Vessel type: Clipper
Date lost: 26/04/1870
Cause of loss: Driven onto rocky shore by gale force winds
Number of Casualties: 12
Discovery date: 1870
Location/water depth: Wreck Bay, near Bendalong, NSW – depth 3.5 metres
The Aberdeen clipper was familiar to nearly every colonist, being one of the favourite and most regular traders between London and Sydney during its 17 year association with the colony.
Walter Hood was wrecked on a notorious stretch of New South Wales coastline, with the loss of 12 lives. The tragedy occurred during a severe south easterly storm that raged for several days, causing widespread flooding and the destruction of a newly-installed telegraph station near Nowra.
A combination of wind and sea currents dragged the vessel onto rocks where she rapidly began to break up. Most of the victims drowned while attempting to swim ashore, a distance of only 150 metres.
Thirteen survivors waited in dread for three days as the ship broke up around them. They killed a dog and drank its blood to stave off thirst before the arrival of a rescue ship.

◆ Provided material ◆
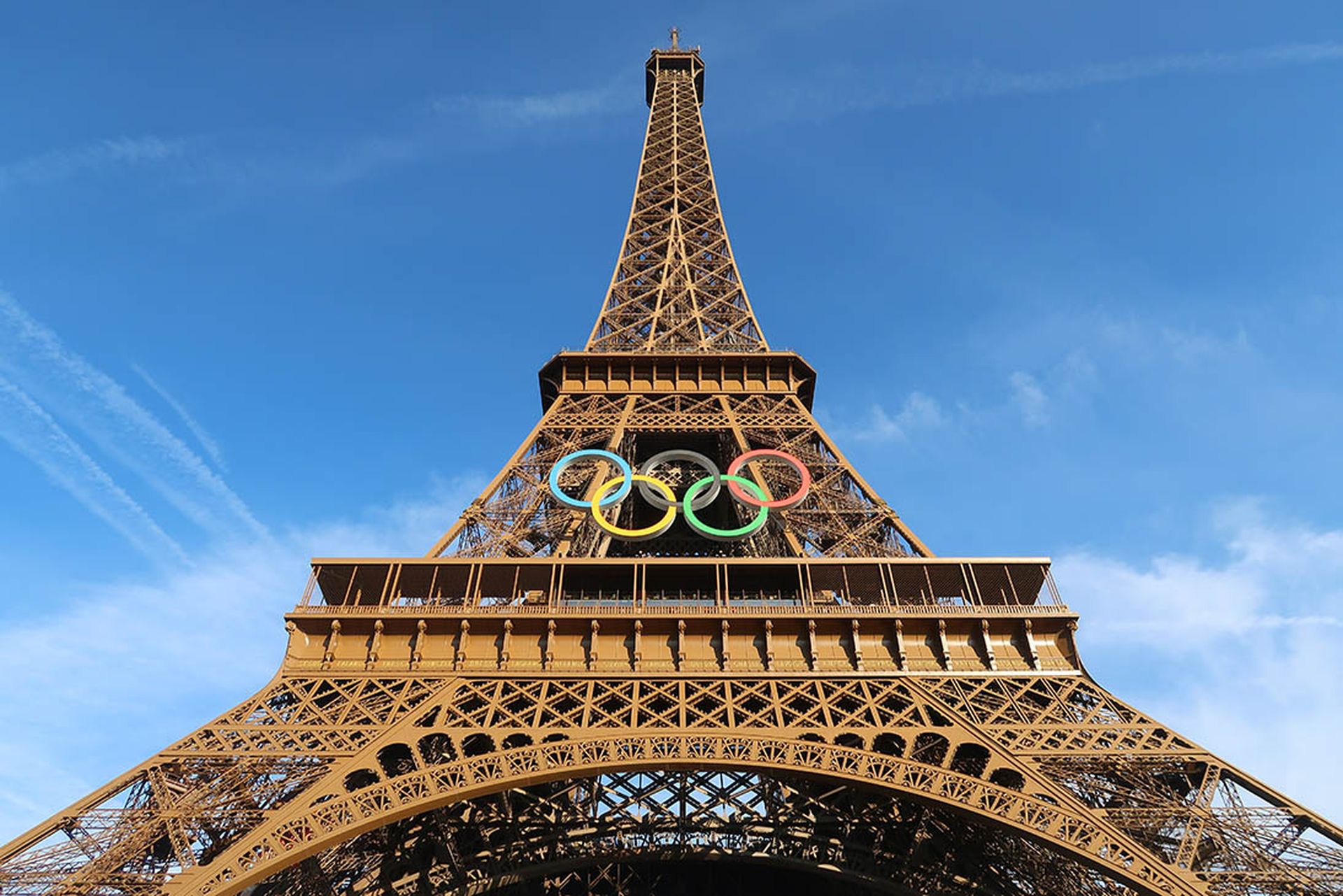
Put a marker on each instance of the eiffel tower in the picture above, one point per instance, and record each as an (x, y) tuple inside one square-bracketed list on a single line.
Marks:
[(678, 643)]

◆ Challenges ◆
a - Translate this sentence from the shipwreck text into Spanish: "Thirteen survivors waited in dread for three days as the ship broke up around them."
b - Revise the stretch of the shipwreck text from "A combination of" through "a rescue ship.", putting "tidal currents" in place of "sea currents".
The listing has no connection to the shipwreck text.

◆ Answers in order ◆
a - Trece supervivientes esperaron aterrorizados durante tres días mientras el barco se despedazaba a su alrededor.

b -
A combination of wind and tidal currents dragged the vessel onto rocks where she rapidly began to break up. Most of the victims drowned while attempting to swim ashore, a distance of only 150 metres.
Thirteen survivors waited in dread for three days as the ship broke up around them. They killed a dog and drank its blood to stave off thirst before the arrival of a rescue ship.